Required task
Copy the lines of the data below verbatim, starting at the line containing "Practice step: identify the basketball pole" and continuing through the end of the data, both ends included.

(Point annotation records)
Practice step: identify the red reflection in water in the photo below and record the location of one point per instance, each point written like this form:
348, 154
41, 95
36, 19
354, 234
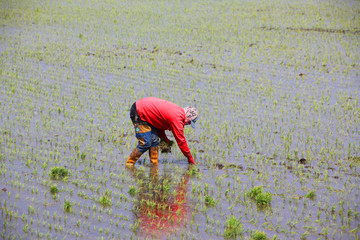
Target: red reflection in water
159, 210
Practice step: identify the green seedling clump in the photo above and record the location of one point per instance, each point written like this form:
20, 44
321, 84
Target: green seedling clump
105, 200
132, 190
259, 236
311, 195
209, 201
67, 206
59, 173
262, 198
233, 228
54, 189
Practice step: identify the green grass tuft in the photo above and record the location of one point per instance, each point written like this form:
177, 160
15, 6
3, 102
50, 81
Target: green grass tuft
57, 173
233, 228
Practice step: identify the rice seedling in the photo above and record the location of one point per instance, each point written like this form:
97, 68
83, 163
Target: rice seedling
67, 206
233, 228
278, 96
260, 197
258, 235
57, 173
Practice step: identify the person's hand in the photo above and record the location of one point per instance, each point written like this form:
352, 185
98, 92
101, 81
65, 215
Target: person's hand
191, 160
165, 147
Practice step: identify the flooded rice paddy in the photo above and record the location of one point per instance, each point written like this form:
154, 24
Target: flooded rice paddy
277, 144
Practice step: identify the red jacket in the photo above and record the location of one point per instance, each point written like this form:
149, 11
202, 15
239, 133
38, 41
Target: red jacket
164, 115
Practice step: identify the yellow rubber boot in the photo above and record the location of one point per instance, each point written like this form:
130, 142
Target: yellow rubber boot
134, 156
154, 155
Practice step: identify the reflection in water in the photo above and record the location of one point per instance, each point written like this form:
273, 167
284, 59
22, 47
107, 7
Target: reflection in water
159, 208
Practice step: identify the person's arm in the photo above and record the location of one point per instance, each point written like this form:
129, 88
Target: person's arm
178, 132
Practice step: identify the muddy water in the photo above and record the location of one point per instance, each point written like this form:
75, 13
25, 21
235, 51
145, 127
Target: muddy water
278, 108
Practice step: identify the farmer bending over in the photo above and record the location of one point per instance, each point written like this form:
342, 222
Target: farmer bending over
151, 117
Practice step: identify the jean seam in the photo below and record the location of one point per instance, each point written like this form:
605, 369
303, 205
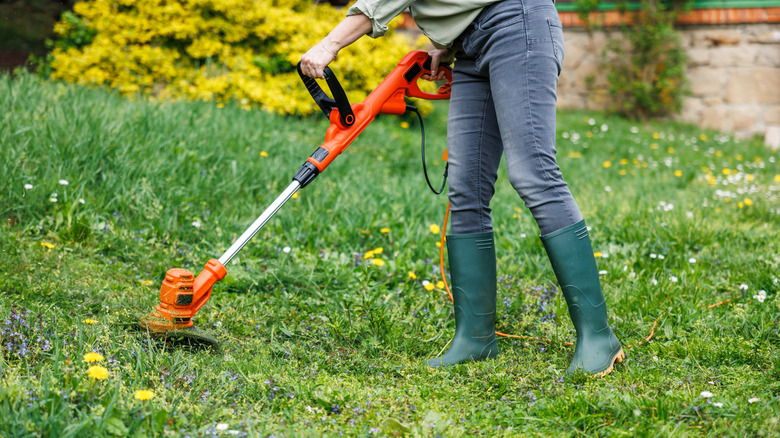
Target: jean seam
479, 160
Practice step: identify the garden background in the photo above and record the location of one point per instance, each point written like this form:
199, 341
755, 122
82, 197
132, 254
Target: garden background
327, 315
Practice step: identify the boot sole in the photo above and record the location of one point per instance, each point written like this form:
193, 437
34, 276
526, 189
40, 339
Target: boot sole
617, 359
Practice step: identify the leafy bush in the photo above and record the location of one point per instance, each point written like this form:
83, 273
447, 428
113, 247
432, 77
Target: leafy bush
646, 65
224, 50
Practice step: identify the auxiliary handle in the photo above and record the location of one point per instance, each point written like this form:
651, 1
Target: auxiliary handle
326, 104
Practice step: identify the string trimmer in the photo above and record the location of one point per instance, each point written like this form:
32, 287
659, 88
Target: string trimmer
182, 294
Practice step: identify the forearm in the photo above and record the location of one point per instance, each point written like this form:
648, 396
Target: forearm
349, 30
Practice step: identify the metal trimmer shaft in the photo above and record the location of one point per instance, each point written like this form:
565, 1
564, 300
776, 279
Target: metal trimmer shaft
259, 222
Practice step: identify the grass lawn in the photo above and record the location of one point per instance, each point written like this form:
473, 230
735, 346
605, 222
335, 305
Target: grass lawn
99, 196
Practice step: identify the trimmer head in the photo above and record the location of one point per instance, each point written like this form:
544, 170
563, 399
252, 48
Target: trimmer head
181, 296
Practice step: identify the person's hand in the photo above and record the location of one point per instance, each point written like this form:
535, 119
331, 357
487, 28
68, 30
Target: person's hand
314, 61
438, 56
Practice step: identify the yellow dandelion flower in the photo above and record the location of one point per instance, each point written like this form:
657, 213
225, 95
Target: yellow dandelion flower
97, 372
143, 394
93, 357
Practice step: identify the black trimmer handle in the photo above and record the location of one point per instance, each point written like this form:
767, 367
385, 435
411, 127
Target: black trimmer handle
326, 104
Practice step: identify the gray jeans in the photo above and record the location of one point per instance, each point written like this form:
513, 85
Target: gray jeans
503, 101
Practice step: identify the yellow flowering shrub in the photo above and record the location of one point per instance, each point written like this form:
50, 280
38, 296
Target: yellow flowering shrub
243, 51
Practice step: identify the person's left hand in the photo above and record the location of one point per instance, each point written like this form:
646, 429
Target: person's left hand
438, 57
314, 61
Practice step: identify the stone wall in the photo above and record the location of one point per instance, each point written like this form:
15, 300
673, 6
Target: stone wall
733, 73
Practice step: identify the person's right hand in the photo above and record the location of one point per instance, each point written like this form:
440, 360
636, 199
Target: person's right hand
314, 61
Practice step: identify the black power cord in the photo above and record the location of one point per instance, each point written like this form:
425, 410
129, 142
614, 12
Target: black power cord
422, 151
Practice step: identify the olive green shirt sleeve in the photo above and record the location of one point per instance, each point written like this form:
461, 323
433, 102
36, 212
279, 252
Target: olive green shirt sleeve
380, 12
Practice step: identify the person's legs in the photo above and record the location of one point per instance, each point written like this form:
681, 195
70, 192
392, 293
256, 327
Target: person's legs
522, 57
474, 153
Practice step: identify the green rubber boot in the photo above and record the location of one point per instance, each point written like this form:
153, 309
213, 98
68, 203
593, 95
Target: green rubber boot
473, 269
571, 255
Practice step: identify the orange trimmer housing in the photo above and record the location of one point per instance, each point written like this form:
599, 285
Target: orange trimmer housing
182, 294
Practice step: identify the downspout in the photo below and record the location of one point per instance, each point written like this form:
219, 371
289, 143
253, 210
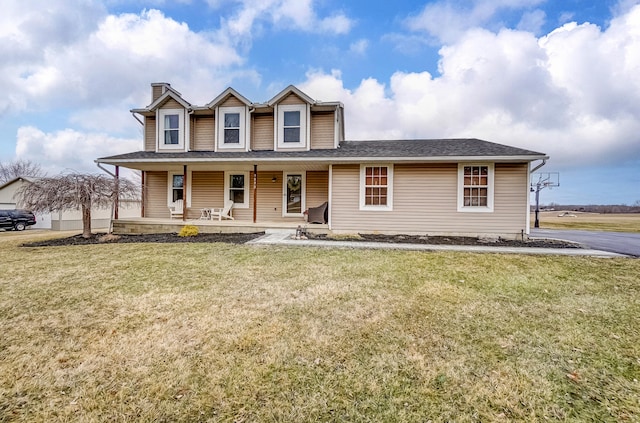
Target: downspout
114, 208
184, 193
255, 193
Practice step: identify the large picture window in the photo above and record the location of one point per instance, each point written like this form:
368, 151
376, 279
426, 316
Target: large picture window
475, 187
376, 187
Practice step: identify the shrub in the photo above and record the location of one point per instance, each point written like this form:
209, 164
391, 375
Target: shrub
188, 230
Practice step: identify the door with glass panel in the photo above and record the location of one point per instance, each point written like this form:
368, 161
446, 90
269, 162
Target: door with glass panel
294, 194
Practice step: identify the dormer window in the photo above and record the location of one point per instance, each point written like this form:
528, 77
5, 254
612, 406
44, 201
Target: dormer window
292, 126
231, 127
171, 129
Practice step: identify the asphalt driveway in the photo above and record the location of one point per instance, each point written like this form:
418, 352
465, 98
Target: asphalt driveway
616, 242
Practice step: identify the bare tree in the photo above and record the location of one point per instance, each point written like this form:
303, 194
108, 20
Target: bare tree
11, 170
75, 191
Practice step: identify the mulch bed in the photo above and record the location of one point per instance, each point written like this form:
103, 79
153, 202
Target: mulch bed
102, 238
454, 240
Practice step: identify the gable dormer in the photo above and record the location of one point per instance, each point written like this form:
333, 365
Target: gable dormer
232, 121
292, 118
166, 120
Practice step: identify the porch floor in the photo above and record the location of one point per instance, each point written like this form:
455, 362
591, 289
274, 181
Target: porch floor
146, 225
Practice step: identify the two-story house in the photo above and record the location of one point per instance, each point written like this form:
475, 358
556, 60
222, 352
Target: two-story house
275, 160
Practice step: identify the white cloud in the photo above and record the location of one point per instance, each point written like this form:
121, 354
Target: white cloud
359, 47
70, 149
532, 21
573, 94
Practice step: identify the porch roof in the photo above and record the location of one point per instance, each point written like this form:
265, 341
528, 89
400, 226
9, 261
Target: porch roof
425, 150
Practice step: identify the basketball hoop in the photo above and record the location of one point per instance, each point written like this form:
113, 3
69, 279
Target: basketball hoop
545, 180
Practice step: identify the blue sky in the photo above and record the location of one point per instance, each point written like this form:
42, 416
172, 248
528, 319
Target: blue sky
557, 76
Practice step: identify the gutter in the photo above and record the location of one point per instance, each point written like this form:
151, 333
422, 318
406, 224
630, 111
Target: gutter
354, 159
136, 118
105, 170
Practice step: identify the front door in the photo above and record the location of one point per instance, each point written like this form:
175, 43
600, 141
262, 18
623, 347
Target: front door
294, 194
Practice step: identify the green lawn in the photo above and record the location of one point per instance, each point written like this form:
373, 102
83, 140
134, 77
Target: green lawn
623, 222
217, 332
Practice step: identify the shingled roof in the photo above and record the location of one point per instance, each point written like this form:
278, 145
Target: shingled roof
351, 151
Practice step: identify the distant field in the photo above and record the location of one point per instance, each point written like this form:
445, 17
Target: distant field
234, 333
589, 221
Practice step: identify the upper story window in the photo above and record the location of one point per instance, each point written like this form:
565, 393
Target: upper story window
475, 187
292, 126
376, 187
171, 129
231, 127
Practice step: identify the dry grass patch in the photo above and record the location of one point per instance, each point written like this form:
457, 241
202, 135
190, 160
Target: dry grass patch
218, 332
625, 222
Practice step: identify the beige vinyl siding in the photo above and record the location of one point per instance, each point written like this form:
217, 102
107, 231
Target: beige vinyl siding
317, 189
149, 133
155, 195
322, 130
204, 129
292, 99
262, 132
232, 102
425, 202
207, 191
171, 104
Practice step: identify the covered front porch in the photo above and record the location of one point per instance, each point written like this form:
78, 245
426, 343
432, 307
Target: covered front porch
145, 225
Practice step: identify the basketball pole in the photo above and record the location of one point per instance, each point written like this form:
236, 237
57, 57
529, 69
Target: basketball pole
536, 223
542, 183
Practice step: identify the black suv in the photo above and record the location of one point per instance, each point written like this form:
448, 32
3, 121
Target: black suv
16, 219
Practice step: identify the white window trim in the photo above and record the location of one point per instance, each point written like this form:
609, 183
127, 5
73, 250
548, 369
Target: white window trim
490, 189
247, 186
187, 195
389, 205
160, 129
304, 136
221, 111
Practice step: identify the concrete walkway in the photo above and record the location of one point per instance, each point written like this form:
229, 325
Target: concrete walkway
286, 238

Full response
Practice step: identify the basketball pole in the photo above and record the location of one point per instance, each point written like this form:
236, 237
57, 57
529, 69
Target: basketball pole
536, 223
542, 183
Practice step: identify the black suv in the photo above and record the location of one point per instance, each point written like this form:
448, 32
3, 121
Target: black suv
16, 219
Practice step: identify the white window trim in the photo above and record the location of one point per instance, each point written like this form:
609, 183
127, 5
73, 250
548, 369
Target: white window trim
490, 189
247, 186
187, 195
389, 205
160, 129
304, 136
221, 111
Practice step: identify the concrete walkway in the photo above and record the location of one point per instance, each point written like this form:
229, 325
Target: concrete walkway
286, 238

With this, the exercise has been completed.